Text section:
1st Edition

The Contemporary Printed Literature of the English Counter-Reformation between 1558 and 1640 Two Volume Set

By A.F. Allison, D.M. Rogers Copyright 1994
    6082 Pages
    by Routledge

    In 1956 Allison and Rogers published A Catalogue of Catholic Books in English Printed Abroad Secretly in England, 1558-1640. Known simply as A & R, it is the standard listing of the clandestine vernacular output of English Catholics during that period. Now, after more than thirty years work, Allison and Rogers have produced a substantially updated, comprehensive catalogue published in two interlocking volumes. Volume One: Works in Languages other than English (published in 1989) describes books which are linked to specific English Catholic writers, including translators and editors, or to various English bodies, and nearly two hundred other publications which concern English Catholic affairs. It is a major reference tool for historians and bibliographers. Volume Two: Works in English with Addenda & Corrigenda to Volume one is an annotated bibliography of Catholic books printed in English. It includes all the 930 items listed in the A & R, except for a handful which, for reasons of consistency, were described in Volume I and it adds a further twenty-five on which information has come to light more recently. The annotations, historical, literary and bibliographical, are very much fuller than those in A & R and include a vast amount of evidence now brought together for the first time. The true authors of many anonymous and pseudonymous books are identified and many books issued with a false imprint, or no imprint at all, are assigned to particular presses. A concordance links the entries with those in A & R to facilitate cross-reference from one to the other, and indexes of titles, printers and publishers, and persons (including foreign authors) mentioned in the text are provided. Volume II concludes with a short list of Addenda and Corrigenda to Volume I.

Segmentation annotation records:
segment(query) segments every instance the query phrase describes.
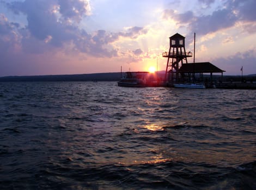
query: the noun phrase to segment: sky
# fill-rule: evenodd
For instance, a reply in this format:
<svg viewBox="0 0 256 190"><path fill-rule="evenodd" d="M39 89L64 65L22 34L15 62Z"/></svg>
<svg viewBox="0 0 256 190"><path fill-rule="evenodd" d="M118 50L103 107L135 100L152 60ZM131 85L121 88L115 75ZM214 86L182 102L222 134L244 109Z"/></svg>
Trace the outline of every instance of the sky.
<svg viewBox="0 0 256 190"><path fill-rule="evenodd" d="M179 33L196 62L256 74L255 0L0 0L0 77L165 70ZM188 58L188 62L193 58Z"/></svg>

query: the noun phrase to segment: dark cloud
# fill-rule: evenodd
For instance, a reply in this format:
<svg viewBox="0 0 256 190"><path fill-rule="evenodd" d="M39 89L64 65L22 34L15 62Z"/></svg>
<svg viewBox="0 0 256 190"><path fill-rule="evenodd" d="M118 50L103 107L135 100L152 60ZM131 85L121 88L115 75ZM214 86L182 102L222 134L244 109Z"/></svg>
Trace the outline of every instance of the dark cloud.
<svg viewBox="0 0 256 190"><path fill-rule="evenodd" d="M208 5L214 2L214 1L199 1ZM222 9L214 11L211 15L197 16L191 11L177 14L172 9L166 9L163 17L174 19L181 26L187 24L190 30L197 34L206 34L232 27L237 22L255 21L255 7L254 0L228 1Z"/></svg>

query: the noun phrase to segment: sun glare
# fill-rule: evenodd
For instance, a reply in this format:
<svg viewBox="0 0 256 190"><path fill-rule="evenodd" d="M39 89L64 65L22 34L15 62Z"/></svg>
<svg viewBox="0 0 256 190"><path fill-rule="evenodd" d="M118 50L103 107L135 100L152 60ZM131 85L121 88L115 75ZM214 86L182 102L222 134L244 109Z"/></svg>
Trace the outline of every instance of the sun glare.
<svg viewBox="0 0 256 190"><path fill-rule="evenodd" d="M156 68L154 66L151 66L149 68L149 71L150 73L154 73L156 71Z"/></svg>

...

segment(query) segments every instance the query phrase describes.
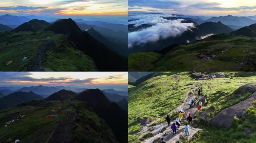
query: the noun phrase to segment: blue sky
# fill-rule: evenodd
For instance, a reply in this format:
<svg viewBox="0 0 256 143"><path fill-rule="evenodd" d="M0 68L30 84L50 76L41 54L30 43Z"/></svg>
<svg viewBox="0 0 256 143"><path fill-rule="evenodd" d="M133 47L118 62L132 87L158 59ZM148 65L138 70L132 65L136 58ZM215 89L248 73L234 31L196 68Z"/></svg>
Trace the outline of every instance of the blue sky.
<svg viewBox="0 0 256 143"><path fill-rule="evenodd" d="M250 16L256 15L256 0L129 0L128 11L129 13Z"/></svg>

Set problem A: Name every kind of annotation that the catalogue description attributes to Volume Two.
Set problem B: According to the catalogue description, how many items are listed in A & R?
The records have no connection to the catalogue description.

Task output A: Historical, literary, and bibliographical.

Task output B: 930 items.